ACTIVITY -
Return, word for word, the line containing "Return one point per instance of the white gutter, each" and every line after it through the last line of the records below.

(Region pointing data)
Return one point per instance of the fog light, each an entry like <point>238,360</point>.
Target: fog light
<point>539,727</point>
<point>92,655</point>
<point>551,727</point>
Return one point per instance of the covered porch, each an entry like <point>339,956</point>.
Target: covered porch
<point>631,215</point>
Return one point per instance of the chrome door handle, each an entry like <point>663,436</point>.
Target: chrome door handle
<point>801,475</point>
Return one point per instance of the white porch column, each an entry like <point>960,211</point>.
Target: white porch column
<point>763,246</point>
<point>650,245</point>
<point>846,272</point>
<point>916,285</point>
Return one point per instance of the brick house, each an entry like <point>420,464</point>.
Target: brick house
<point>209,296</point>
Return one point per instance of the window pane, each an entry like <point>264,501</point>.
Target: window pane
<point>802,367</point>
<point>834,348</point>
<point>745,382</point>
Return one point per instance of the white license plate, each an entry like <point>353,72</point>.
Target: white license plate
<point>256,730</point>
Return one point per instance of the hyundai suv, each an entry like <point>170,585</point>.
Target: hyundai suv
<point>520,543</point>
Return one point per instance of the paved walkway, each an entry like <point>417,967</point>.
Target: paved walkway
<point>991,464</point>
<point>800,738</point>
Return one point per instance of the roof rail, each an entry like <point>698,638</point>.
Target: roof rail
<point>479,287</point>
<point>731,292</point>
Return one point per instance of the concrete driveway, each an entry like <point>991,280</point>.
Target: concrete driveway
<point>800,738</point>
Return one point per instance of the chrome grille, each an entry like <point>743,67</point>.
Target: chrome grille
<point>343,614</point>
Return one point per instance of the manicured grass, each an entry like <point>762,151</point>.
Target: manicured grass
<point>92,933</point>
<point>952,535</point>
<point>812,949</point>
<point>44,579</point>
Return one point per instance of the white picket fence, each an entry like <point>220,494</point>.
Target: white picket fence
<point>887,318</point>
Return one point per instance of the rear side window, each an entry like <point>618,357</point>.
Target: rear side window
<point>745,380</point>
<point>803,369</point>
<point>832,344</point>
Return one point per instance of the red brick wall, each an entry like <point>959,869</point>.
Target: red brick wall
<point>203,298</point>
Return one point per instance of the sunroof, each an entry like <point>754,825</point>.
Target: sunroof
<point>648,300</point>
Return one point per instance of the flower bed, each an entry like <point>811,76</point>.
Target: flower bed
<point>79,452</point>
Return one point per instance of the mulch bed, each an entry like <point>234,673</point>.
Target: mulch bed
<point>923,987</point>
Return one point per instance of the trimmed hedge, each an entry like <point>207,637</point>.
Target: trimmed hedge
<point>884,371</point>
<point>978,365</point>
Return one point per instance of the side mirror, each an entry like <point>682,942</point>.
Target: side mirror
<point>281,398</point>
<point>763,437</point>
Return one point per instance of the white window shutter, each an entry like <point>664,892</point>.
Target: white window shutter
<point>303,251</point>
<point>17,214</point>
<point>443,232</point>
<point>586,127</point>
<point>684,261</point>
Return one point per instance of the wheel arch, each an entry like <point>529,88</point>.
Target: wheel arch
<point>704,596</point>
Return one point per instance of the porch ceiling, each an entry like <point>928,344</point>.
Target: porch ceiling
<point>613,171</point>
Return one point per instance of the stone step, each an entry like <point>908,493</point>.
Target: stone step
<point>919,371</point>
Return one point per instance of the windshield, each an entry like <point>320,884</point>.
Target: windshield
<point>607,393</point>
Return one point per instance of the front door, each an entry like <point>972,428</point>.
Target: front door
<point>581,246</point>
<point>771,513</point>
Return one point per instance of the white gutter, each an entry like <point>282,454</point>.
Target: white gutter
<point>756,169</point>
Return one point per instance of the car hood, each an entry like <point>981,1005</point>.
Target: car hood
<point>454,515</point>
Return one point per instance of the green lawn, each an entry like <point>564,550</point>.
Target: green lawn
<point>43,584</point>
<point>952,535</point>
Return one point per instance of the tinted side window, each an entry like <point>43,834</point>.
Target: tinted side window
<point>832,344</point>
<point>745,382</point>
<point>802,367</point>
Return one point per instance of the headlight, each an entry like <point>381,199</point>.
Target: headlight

RESULT OF THE EXERCISE -
Return one point per instance of the white gutter, each an entry like <point>282,454</point>.
Target: white gutter
<point>756,169</point>
Return one point per instance of the car hood, each an entry like <point>981,1005</point>.
Target: car hood
<point>454,515</point>
Return one point per instance of the green lawn, each an entry like <point>564,550</point>.
Target: green lawn
<point>43,584</point>
<point>952,535</point>
Return one point per instance of the tinted side window, each an entry like <point>43,834</point>.
Target: tinted side window
<point>832,344</point>
<point>745,382</point>
<point>802,367</point>
Return one point per instance of the headlight, each an entry like <point>381,199</point>.
Target: headlight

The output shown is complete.